- **WHAT IS BEING ASKED**: From the records below, set down exactly the lines starting with the line that contains "holes: even-odd rule" and going on through the line that contains "Return the outline". Nothing else is wanted.

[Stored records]

=======

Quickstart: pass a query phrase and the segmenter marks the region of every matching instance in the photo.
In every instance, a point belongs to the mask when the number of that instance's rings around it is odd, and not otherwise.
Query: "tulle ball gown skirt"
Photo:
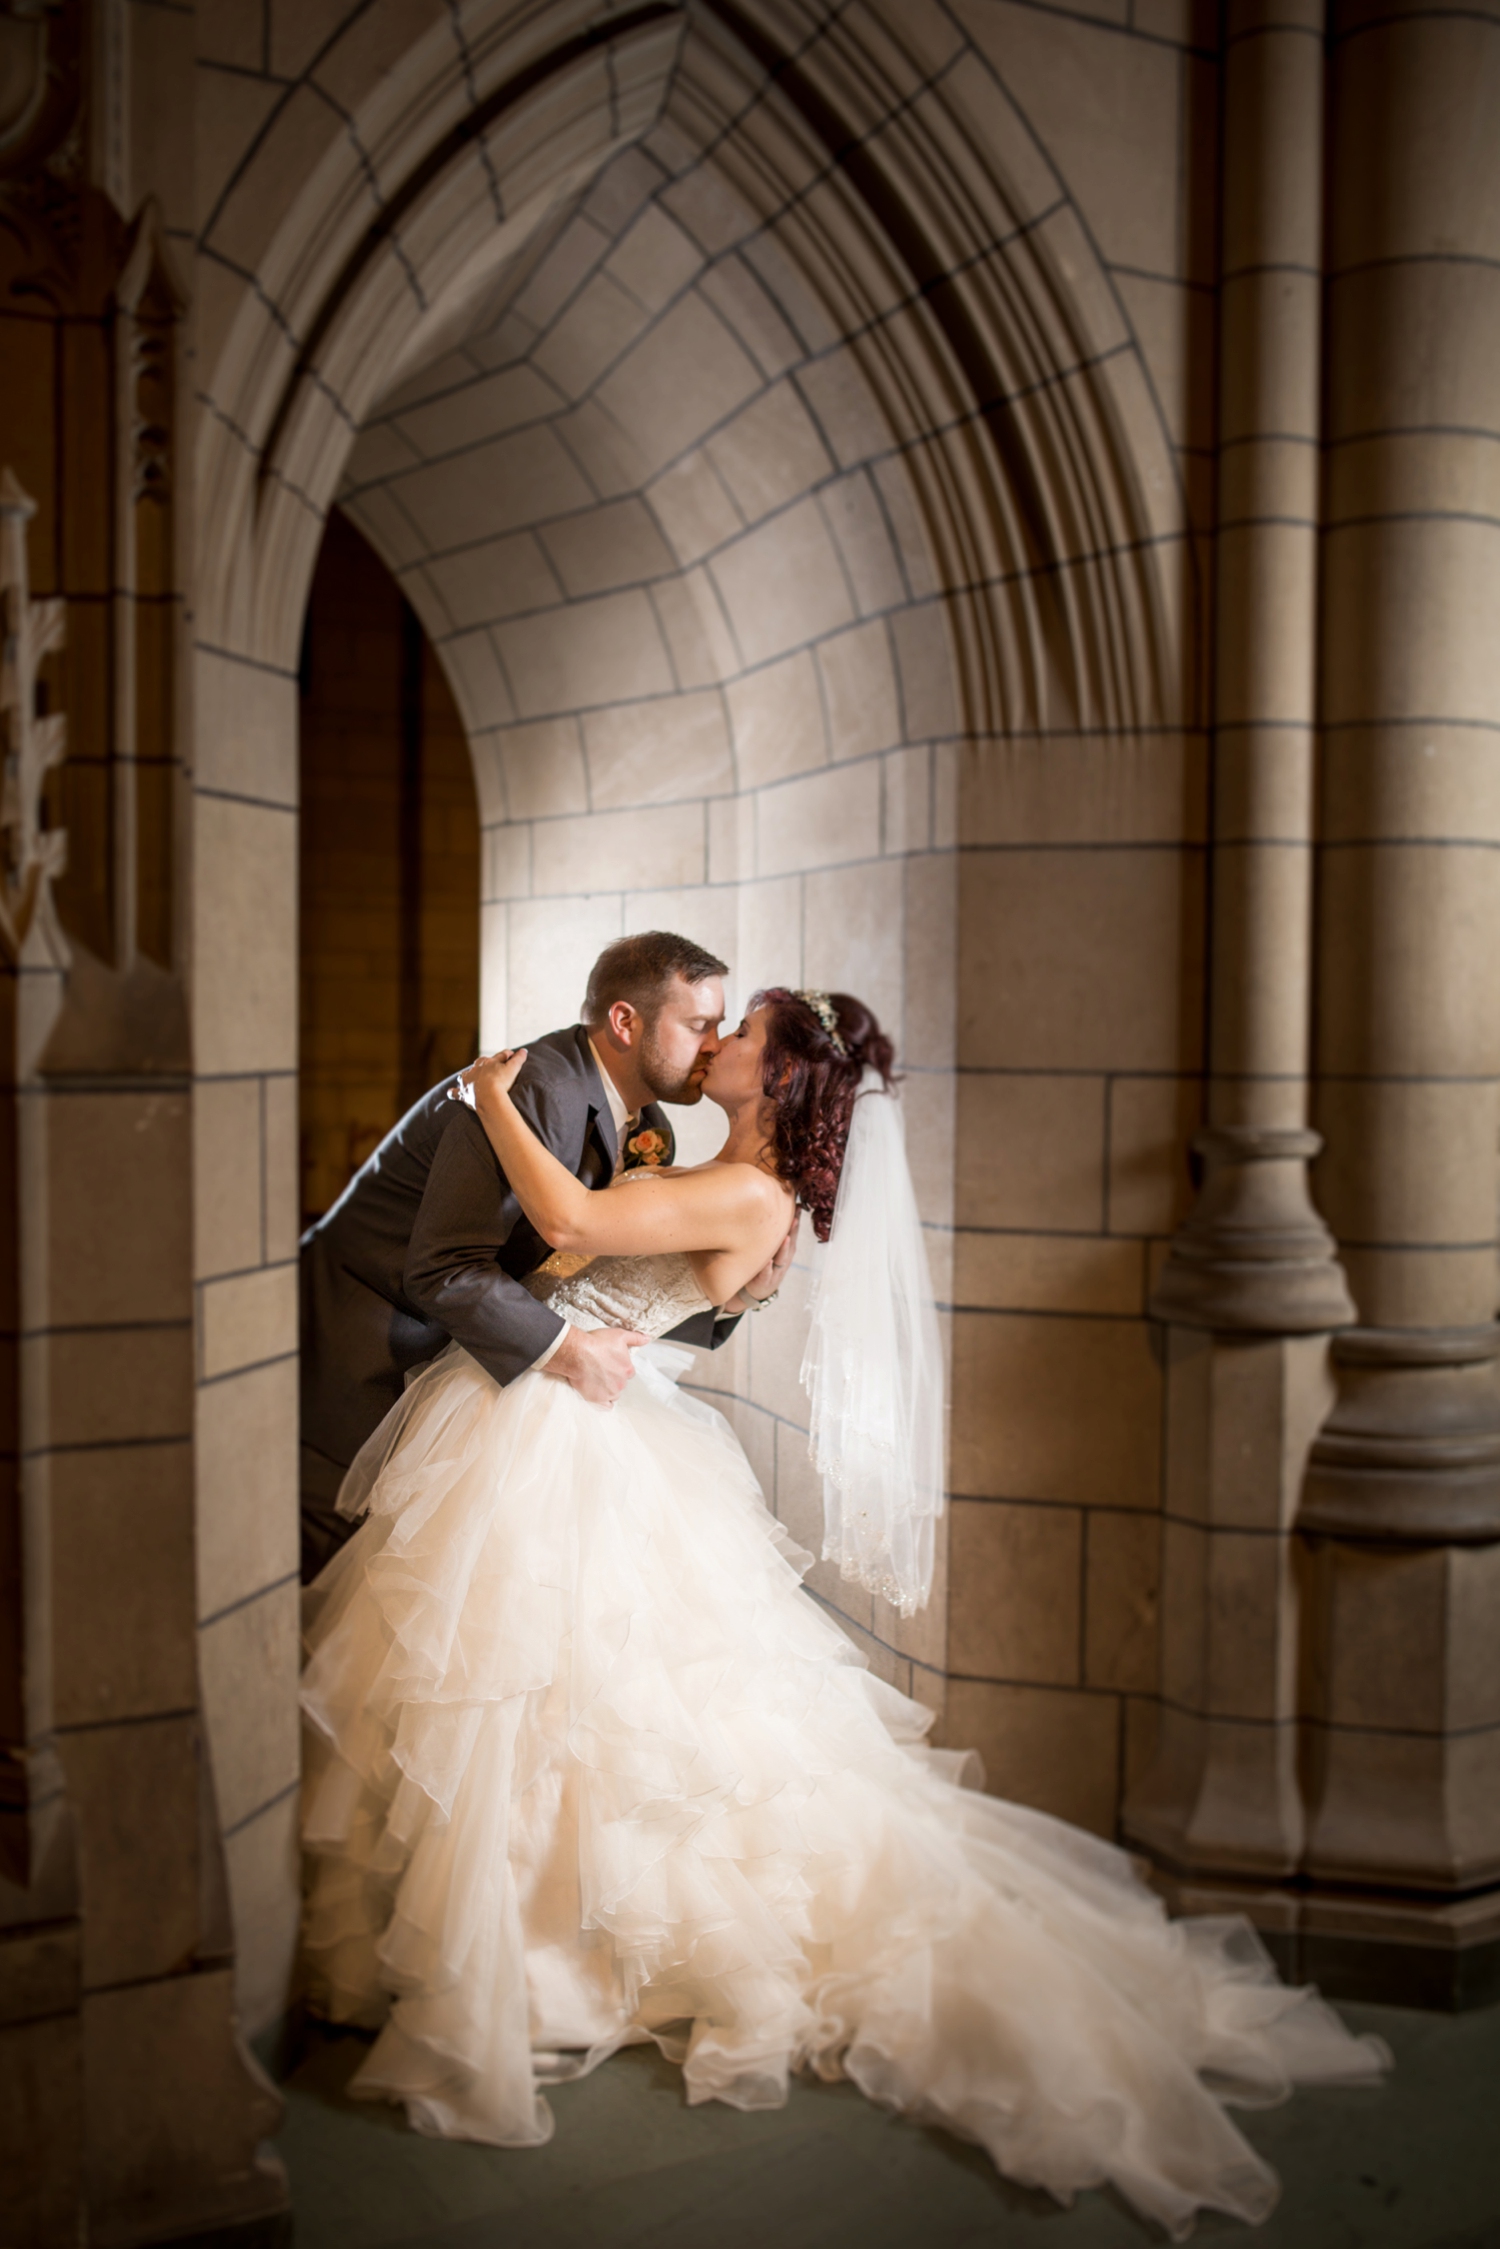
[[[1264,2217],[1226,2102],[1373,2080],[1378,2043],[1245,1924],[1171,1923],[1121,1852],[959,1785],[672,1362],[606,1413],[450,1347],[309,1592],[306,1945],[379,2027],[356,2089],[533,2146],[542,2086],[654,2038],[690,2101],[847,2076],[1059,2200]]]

=======

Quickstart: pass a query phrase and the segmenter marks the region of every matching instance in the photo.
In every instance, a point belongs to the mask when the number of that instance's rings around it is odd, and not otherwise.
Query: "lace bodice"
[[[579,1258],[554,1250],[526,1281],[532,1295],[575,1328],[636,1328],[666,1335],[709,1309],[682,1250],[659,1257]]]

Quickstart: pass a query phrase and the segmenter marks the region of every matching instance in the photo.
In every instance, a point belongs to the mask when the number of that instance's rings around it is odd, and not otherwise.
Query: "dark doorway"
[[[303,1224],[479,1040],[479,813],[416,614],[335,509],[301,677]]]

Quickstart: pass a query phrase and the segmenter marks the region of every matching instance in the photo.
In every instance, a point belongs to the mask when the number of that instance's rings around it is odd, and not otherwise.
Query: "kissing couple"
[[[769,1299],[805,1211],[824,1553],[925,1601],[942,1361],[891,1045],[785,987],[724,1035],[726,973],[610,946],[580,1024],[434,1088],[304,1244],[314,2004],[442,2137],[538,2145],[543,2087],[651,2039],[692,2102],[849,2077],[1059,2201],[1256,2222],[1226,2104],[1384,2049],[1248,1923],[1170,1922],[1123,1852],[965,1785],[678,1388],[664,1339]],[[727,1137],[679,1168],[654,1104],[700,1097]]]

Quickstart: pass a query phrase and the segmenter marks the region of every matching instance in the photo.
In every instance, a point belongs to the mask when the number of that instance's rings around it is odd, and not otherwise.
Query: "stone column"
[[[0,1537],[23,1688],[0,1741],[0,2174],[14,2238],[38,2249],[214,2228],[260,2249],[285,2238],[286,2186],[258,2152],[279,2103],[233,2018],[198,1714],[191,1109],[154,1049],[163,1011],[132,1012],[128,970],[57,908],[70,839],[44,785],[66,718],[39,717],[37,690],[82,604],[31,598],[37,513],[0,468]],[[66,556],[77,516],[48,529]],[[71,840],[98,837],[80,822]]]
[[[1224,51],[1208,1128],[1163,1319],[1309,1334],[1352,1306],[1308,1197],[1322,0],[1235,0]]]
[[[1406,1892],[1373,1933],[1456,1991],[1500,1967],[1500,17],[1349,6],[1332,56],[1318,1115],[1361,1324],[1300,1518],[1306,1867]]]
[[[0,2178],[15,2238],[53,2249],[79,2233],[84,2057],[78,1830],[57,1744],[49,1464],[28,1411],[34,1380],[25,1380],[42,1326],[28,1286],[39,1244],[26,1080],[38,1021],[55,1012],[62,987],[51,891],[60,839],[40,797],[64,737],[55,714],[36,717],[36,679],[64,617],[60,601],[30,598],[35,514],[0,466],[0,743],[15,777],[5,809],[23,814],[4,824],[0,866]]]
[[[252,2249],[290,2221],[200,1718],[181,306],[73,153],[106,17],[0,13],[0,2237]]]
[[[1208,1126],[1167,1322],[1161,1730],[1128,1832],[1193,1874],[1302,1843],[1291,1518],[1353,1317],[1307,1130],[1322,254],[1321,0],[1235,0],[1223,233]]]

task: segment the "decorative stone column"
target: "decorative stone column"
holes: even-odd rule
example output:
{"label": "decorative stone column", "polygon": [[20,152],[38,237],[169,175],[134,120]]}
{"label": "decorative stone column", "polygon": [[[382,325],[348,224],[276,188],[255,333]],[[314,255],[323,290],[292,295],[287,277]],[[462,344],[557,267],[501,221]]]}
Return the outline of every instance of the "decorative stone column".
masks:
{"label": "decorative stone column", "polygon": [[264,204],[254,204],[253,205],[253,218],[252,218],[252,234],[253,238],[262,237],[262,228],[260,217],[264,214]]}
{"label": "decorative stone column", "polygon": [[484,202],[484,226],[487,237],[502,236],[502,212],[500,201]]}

=======

- **RESPONSE AREA**:
holes: even-odd rule
example output:
{"label": "decorative stone column", "polygon": [[20,152],[38,237],[169,175],[134,120]]}
{"label": "decorative stone column", "polygon": [[[382,325],[348,224],[276,188],[255,333]],[[314,255],[323,290],[292,295],[287,277]],[[462,344],[557,267],[501,221]]]}
Return the outline of every instance of the "decorative stone column".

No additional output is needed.